_DOCUMENT_.
Kelly, Gregory Paul & Anor (Liquidators of Interchase Corporation Ltd (in liq)) v Ballhausen, William John
[1996] FCA 968
•7 Nov 1996
NOT FOR DISTRIBUTION
IN THE FEDERAL COURT OF AUSTRALIA )
QUEENSLAND DISTRICT REGISTRY ) No. QG 183 of 1996
GENERAL DIVISION )
ON APPEAL FROM A JUDGE OF THE FEDERAL COURT OF AUSTRALIA
BETWEEN:
GREGORY PAUL KELLY and
ANTHONY BARBER
Liquidators of INTERCHASE CORPORATION LTD (in liquidation)
Appellant
AND:
WILLIAM JOHN BALLHAUSEN
Respondent
CORAM: COOPER, SACKVILLE, FINN, JJ.
PLACE: BRISBANE
DATE: 7 NOVEMBER, 1996
REASONS FOR JUDGMENT
THE COURT:
This appeal raises a narrow issue devoid of any question of principle. On 6 June 1996, Kiefel J, on the ex parte application of the appellants, the liquidators of Interchase Corporation Ltd, ordered that the respondent, William John Ballhausen, be summoned for examination under s.596B of the Corporations Law. The respondent, who is a claims officer employed by HIH Casualty and General Insurance Ltd ("HIH"), in turn later sought to have Kiefel J. discharge the summons. An order to that effect was made by her Honour on 6 August 1996. The present appeal is against that order.
Background
Interchase Corporation Ltd ("Interchase") was the owner of the Myer Retail Centre in Brisbane City. It has commenced litigation in the Supreme Court of Queensland against a number of defendants, including Colliers Jardine Holdings (Qld) Pty Ltd ("Colliers"). The claim relates to allegedly negligent valuations of the Myer Centre. The loss said to have been suffered is in the order of $60 million.
Colliers is not a company of substantial means. Its insurers and excess insurers are respectively FAI General Insurance Company Ltd ("FAI") and HIH.
The liquidators in the Supreme Court proceedings have been ordered to pay $750,000 as security for costs. Substantial additional costs will be incurred if the litigation proceeds. In this state of affairs the liquidators desired to ascertain whether FAI and HIH would, as insurers, indemnify Colliers, doubt apparently having arisen in this matter.
The Application for a Summons
The Corporations Law, s.596B provides, relevantly:
"The Court may summon a person for examination about a corporation's examinable affairs if:
(a)an eligible applicant applies for the summons; and
(b)the Court is satisfied that the person:
...
(ii)may be able to give information about examinable affairs of the corporation."
On 30 May 1996 the liquidator filed an amended ex parte application in this Court for a summons under s.596B to the respondent as company secretary of HIH.

_EXERCISE DESCRIPTION_. Does each statement agree with the judgment? (a) Kiefel J ordered the summons on the application of the respondent. (b) HIH is the excess insurer of Colliers. (c) The liquidators were ordered to pay $60 million as security for costs. Answer yes or no for each, quoting the deciding words. The lines after this judgment have nothing to do with it.

_RECORDED INFORMATION_.
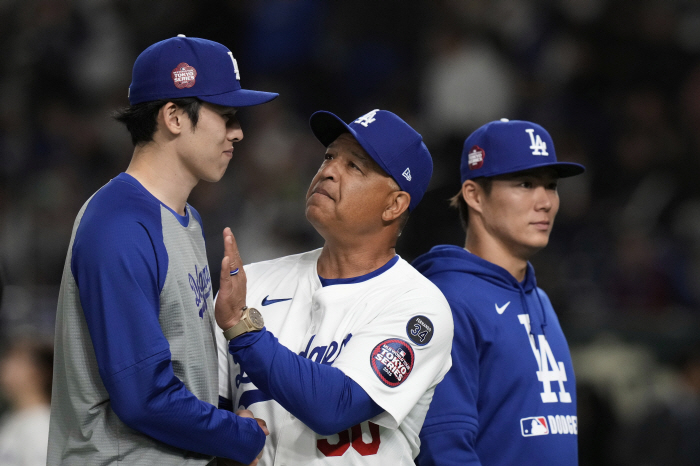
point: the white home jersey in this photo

_FINAL ANSWER_.
(a) No: "on the ex parte application of the appellants, the liquidators of Interchase Corporation Ltd"
(b) Yes: "Its insurers and excess insurers are respectively FAI General Insurance Company Ltd ("FAI") and HIH."
(c) No: "have been ordered to pay $750,000 as security for costs"